◆ Work request:
Please restate the entries below word for word, leaving out any pictures.
────────
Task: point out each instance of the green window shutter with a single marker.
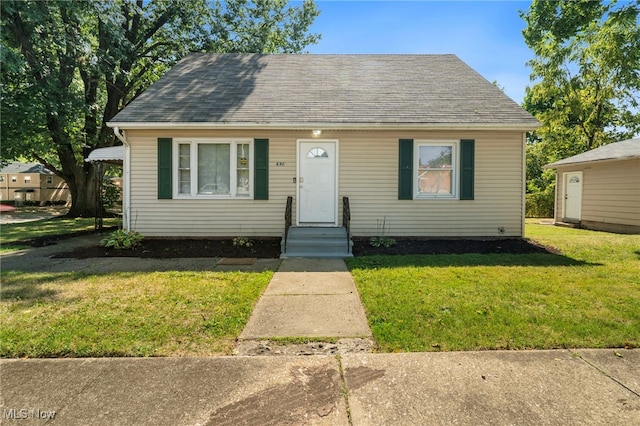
(165, 187)
(261, 169)
(405, 170)
(467, 165)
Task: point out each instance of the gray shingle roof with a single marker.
(252, 89)
(622, 150)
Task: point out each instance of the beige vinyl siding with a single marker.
(368, 175)
(610, 192)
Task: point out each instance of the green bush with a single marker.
(122, 239)
(110, 193)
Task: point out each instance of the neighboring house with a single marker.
(31, 182)
(421, 142)
(600, 189)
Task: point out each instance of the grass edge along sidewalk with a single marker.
(586, 296)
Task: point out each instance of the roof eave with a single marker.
(524, 126)
(576, 163)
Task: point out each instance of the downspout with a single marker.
(126, 195)
(524, 183)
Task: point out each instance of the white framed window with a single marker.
(436, 166)
(213, 168)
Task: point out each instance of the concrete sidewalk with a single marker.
(594, 387)
(309, 298)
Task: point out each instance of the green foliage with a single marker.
(586, 72)
(586, 75)
(110, 193)
(68, 67)
(122, 239)
(541, 203)
(243, 242)
(382, 240)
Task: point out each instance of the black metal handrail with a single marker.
(346, 220)
(287, 220)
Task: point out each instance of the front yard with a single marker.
(125, 314)
(586, 296)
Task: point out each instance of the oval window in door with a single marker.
(317, 153)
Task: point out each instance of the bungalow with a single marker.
(600, 189)
(31, 183)
(421, 143)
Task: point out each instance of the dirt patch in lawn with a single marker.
(269, 248)
(452, 246)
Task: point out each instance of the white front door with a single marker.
(573, 196)
(317, 190)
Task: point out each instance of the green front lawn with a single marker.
(125, 314)
(587, 296)
(12, 233)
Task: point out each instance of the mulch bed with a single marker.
(269, 248)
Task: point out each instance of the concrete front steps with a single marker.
(317, 243)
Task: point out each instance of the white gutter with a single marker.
(322, 126)
(126, 165)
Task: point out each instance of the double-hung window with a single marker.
(436, 169)
(213, 168)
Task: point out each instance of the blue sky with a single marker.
(487, 35)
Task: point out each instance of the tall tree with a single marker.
(69, 66)
(586, 79)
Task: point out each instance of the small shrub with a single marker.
(122, 239)
(242, 242)
(382, 241)
(110, 193)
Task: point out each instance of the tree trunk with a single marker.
(84, 199)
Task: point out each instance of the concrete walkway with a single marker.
(309, 298)
(581, 387)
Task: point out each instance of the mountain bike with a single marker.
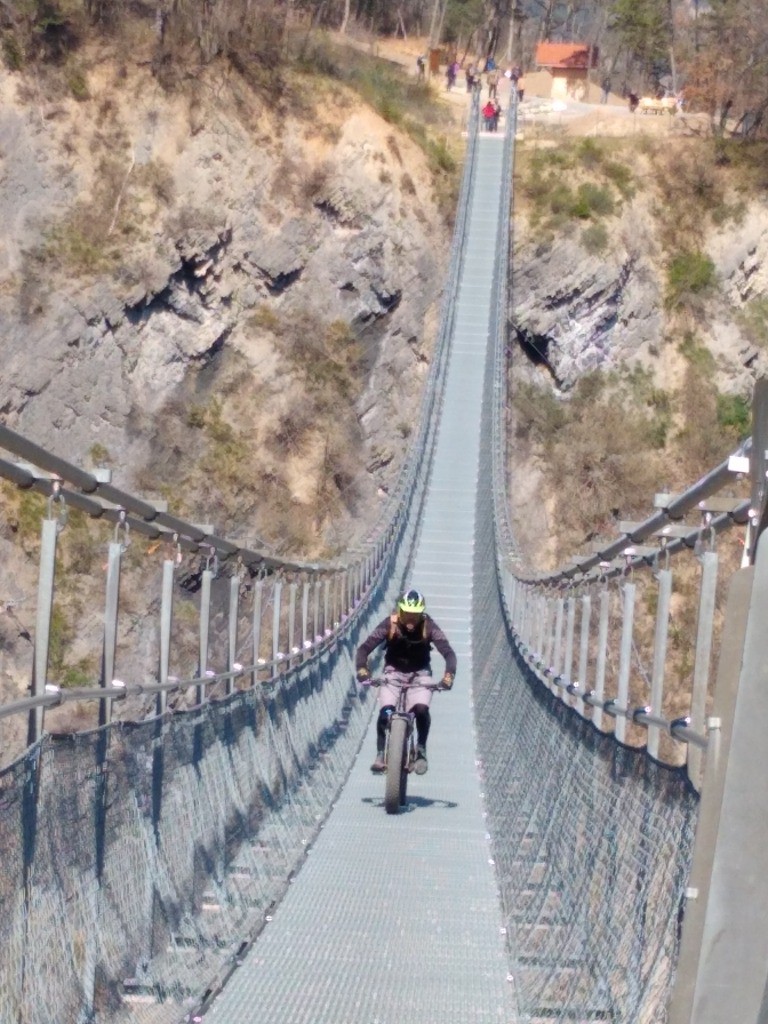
(399, 752)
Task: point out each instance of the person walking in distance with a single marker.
(408, 636)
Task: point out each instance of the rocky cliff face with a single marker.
(228, 302)
(162, 251)
(573, 311)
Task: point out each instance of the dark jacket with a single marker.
(407, 651)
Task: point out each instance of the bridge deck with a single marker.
(396, 919)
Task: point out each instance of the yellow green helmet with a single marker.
(414, 601)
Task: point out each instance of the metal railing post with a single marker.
(258, 599)
(276, 599)
(702, 658)
(166, 621)
(232, 631)
(205, 628)
(112, 602)
(42, 623)
(625, 659)
(602, 651)
(664, 578)
(584, 649)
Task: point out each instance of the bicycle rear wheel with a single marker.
(396, 779)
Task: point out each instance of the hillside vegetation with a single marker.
(665, 409)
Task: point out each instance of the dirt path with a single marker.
(538, 113)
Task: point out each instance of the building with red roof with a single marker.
(568, 64)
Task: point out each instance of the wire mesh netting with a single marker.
(592, 844)
(139, 859)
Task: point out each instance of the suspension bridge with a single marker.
(579, 850)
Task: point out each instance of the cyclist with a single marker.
(408, 637)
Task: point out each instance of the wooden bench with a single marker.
(650, 105)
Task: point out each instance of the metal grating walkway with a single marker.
(396, 920)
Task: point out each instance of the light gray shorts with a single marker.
(416, 694)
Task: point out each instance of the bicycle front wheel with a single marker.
(394, 785)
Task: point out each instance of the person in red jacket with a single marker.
(408, 637)
(489, 116)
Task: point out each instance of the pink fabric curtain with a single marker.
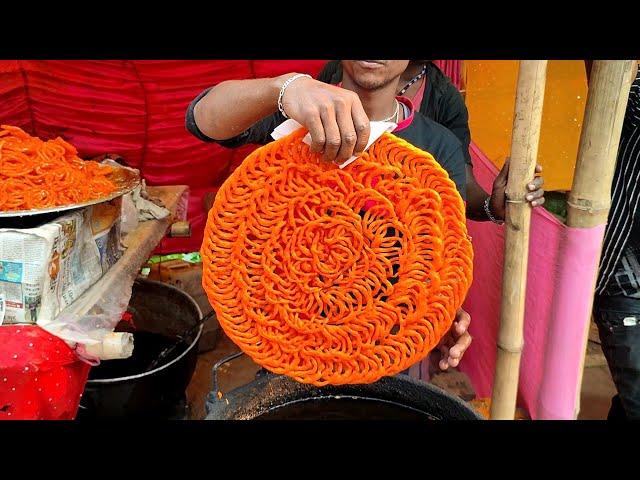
(561, 271)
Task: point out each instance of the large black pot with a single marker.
(276, 397)
(160, 311)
────────
◆ Your solution:
Task: point out each instance of the green window shutter with a single marker.
(165, 187)
(261, 169)
(405, 170)
(467, 165)
Task: point out each instance of the gray shingle roof with a single marker.
(252, 89)
(622, 150)
Task: point out each instance of the beige vinyl siding with a single marker.
(368, 175)
(610, 192)
Task: point out each instance of the green bush with a single marker.
(122, 239)
(110, 193)
Task: point out each instance of the neighboring house with a single marker.
(31, 182)
(421, 142)
(600, 189)
Task: point out each instance of the grass edge along sidewalk with a single marker.
(586, 296)
Task: point out each instance of the roof eave with a single marker.
(524, 126)
(576, 163)
Task: point out each instance of the downspout with a single marker.
(126, 195)
(524, 183)
Task: point out each instance of the white framed window with a single marker.
(436, 166)
(213, 168)
Task: point out each instance of the concrete sidewalk with a single marker.
(594, 387)
(309, 298)
Task: point out each instance of the green foliage with a single marker.
(586, 72)
(586, 75)
(110, 193)
(68, 67)
(122, 239)
(541, 203)
(243, 242)
(382, 240)
Task: point out each instance of the black metal handrail with a single marker.
(346, 220)
(287, 220)
Task: point out each instance of the front yard with a single marker.
(125, 314)
(586, 296)
Task: point out each instance of the oval window in door with a single marker.
(317, 153)
Task: point out each instance of the bungalow with a single marker.
(600, 189)
(31, 183)
(421, 143)
Task: point out each instance of the dirt patch in lawn with a single marker.
(269, 248)
(452, 246)
Task: point out each instance of the white front door with a single marker.
(573, 196)
(317, 190)
Task: point out each instance of the green front lawn with a single marker.
(125, 314)
(587, 296)
(12, 233)
Task: point out each instance of the mulch bed with a single marker.
(269, 248)
Task: point out each instance of the concrete front steps with a single marker.
(317, 243)
Task: point out each instance of the white gutter with a single marker.
(322, 126)
(126, 165)
Task: point out each instance of the double-hung window with a single marker.
(436, 169)
(213, 168)
Task: point out each instance of the blue sky with a single marker.
(487, 35)
Task: point out each instance of the tall tree with a single marker.
(69, 66)
(586, 79)
Task: point out each instance of the small shrub with a single marker.
(122, 239)
(242, 242)
(382, 241)
(110, 193)
Task: point out each instance of the tree trunk with a single marker.
(84, 199)
Task: point out each instance of the concrete walkway with a single marker.
(309, 298)
(581, 387)
Task: point out each instance of the mountain bike with a single marker.
(399, 752)
Task: point out each instance of the person walking in distance with a single marker.
(408, 636)
Task: point out each instance of the rocky cliff face with a single marker.
(228, 302)
(162, 251)
(573, 311)
Task: point out each instance of the dark jacket with a single marker.
(407, 651)
Task: point out each instance of the bridge deck with a single marker.
(396, 919)
Task: point out each instance of the yellow green helmet with a single marker.
(414, 601)
Task: point out each instance of the metal railing post with a single marker.
(258, 599)
(276, 599)
(702, 658)
(166, 621)
(232, 631)
(205, 628)
(112, 602)
(42, 623)
(625, 659)
(602, 651)
(664, 578)
(584, 649)
Task: point out each instance of the bicycle rear wheel with a single marker.
(396, 779)
Task: point out each instance of the hillside vegetation with a single marker.
(665, 409)
Task: point out each instance of the dirt path with a single marker.
(538, 113)
Task: point out each instance of the building with red roof with a single marker.
(568, 64)
Task: point out each instance of the wire mesh netting with a single marker.
(592, 844)
(139, 859)
Task: point out each instance of the suspension bridge with a single marker.
(579, 850)
Task: point out each instance of the cyclist with a single marker.
(408, 637)
Task: point out each instance of the wooden bench with a single marker.
(650, 105)
Task: point out each instance of the metal grating walkway with a single marker.
(396, 920)
Task: point out each instance of the light gray shorts with a single marker.
(416, 694)
Task: point out each instance of the bicycle front wheel with a single marker.
(394, 785)
Task: point out each instance of the person in red jacket with a single marker.
(408, 637)
(489, 116)
Task: point out each instance of the pink fabric curtain with a single marker.
(561, 271)
Task: point out each instance of the large black pot with a single marker.
(276, 397)
(160, 311)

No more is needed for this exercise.